### DIRECTIVE
Could the lines from the one with "Question. For each instance of the black throat" through the end of the listing be restated exactly, with nothing else included?

--- start SUPPLIED ENTRIES ---

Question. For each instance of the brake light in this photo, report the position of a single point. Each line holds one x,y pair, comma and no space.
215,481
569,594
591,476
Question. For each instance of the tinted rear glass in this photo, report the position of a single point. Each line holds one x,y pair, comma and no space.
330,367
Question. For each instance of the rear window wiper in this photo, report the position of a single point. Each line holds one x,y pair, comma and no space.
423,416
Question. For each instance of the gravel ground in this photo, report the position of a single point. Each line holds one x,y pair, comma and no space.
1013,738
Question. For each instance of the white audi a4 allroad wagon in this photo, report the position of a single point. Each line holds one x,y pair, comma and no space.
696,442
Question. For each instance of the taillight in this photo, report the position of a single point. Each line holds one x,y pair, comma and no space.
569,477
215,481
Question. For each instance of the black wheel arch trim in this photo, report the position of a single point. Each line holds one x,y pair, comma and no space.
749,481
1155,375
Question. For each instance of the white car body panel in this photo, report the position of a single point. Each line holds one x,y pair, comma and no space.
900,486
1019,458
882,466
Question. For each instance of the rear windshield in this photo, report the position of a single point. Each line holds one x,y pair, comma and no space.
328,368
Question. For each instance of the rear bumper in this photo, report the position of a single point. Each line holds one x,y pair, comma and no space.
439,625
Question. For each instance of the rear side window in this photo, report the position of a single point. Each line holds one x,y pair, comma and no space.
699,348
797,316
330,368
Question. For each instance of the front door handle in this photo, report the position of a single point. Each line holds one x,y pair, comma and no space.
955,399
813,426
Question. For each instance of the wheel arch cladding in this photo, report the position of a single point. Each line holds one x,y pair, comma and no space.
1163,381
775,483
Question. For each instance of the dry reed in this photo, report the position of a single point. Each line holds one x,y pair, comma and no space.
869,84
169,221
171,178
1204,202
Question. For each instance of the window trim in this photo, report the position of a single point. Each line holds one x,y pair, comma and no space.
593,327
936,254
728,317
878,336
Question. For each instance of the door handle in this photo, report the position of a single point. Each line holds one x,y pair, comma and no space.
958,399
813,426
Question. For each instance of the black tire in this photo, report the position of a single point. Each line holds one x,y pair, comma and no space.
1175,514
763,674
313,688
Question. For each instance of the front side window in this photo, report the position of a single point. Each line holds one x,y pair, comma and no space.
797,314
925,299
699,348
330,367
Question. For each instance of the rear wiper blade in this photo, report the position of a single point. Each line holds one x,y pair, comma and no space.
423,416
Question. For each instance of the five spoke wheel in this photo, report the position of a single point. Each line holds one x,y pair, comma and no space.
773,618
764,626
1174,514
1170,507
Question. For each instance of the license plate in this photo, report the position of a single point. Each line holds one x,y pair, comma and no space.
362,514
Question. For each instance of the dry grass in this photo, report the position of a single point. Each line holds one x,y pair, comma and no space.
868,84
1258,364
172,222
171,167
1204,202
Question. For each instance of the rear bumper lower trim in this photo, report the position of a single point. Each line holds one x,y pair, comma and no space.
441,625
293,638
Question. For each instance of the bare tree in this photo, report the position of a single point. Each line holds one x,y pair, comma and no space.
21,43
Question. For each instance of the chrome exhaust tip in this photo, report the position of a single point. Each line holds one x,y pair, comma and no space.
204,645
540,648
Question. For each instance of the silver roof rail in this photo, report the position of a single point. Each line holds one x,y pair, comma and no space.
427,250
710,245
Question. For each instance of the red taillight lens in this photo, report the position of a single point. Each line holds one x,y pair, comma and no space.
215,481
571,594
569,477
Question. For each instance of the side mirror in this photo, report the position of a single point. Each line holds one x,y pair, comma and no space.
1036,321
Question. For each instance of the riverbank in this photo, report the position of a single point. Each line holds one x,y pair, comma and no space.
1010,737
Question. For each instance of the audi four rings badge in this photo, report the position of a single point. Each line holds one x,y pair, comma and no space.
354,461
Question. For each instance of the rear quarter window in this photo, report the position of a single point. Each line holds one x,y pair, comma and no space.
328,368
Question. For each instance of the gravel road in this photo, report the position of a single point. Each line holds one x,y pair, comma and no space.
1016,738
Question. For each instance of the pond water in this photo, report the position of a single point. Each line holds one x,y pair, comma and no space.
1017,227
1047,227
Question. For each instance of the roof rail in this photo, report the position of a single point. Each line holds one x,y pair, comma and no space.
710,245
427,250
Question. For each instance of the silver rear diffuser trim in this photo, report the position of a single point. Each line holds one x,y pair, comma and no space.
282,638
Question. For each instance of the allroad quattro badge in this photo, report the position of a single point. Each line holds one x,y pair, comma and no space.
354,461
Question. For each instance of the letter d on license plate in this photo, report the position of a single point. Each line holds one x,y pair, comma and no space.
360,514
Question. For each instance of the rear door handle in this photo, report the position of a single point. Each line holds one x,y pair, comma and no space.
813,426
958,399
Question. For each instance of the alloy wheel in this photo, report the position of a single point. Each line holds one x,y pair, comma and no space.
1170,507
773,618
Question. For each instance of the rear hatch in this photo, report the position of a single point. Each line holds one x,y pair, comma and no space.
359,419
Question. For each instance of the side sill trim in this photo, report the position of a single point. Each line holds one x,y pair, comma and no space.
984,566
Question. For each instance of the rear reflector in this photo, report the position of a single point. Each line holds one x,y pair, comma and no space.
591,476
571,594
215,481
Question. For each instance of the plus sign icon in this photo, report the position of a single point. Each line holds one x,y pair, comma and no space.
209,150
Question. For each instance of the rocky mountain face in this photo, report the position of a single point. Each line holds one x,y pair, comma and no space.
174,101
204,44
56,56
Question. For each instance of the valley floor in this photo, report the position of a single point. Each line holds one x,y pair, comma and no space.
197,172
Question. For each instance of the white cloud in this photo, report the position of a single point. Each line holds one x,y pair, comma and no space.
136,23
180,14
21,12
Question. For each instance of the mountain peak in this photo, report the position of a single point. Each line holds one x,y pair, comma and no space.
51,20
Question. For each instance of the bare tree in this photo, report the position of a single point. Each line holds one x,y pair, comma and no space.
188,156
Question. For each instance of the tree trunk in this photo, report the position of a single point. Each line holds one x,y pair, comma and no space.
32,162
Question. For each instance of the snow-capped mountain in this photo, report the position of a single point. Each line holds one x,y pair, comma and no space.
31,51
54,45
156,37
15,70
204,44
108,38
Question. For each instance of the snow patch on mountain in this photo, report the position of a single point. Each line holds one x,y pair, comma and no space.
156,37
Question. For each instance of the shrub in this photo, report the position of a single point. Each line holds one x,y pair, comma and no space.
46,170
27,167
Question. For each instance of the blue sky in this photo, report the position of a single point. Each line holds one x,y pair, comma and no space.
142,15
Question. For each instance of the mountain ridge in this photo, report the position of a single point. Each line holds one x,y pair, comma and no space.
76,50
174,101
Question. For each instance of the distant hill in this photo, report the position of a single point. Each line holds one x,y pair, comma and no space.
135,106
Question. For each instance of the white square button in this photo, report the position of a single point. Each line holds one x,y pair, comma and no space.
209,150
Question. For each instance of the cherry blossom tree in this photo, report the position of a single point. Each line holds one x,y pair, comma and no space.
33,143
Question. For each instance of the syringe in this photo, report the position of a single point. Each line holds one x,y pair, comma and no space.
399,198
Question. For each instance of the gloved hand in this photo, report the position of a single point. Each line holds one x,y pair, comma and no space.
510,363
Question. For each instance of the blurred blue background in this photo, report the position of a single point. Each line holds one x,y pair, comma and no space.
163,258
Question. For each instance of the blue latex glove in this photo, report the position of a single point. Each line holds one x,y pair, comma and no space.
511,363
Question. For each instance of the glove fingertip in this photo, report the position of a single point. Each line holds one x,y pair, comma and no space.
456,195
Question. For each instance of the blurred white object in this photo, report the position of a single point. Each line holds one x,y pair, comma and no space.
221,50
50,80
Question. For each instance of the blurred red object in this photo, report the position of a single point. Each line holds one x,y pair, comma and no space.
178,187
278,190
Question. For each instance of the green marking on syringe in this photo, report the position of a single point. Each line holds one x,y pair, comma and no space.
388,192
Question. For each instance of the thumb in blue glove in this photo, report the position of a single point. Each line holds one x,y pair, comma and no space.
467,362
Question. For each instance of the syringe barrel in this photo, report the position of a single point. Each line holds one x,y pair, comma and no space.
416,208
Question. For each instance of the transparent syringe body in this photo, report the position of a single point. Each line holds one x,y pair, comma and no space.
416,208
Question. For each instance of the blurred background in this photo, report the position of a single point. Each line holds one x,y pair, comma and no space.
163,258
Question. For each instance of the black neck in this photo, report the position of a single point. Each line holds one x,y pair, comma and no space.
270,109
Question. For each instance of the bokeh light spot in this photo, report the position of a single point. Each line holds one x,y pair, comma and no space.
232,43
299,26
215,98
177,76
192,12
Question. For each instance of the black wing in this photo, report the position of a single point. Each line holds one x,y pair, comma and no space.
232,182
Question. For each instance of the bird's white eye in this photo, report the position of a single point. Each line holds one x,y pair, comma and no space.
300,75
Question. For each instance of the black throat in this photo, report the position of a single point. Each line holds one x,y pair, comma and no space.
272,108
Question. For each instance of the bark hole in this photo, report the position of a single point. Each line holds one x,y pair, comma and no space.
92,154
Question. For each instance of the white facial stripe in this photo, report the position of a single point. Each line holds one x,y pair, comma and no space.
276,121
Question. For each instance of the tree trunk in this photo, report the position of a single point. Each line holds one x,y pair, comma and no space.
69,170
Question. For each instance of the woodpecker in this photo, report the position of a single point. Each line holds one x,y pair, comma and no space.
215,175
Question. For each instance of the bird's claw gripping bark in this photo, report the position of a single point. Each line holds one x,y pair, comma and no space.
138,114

--- end SUPPLIED ENTRIES ---

### EXPECTED ANSWER
Question. For each instance of the black throat in this photo, report the position of a single point. Each line holds one x,y pair, comma and no space.
272,108
Question. For each instance of the bark hole in this photo, report the position of a single point. Each line holds one x,y pair, comma and no space.
92,154
Question. For each instance of the white facial stripe in this photo, report the position of a single point. Each line holds one x,y pair, comma and no space.
276,121
Question. For each instance of the tree trunk in this photo, report the position of a single point. Each line holds one x,y pair, comma and no space.
69,170
Question. For each instance of the woodpecker in this photo, report the position of a single point. Each line holds one x,y pair, comma and no space.
215,175
Question. For each instance of the bird's claw gripping bark in this photo, report the position of a single point. Each line holds one x,y pair, comma and no space.
138,114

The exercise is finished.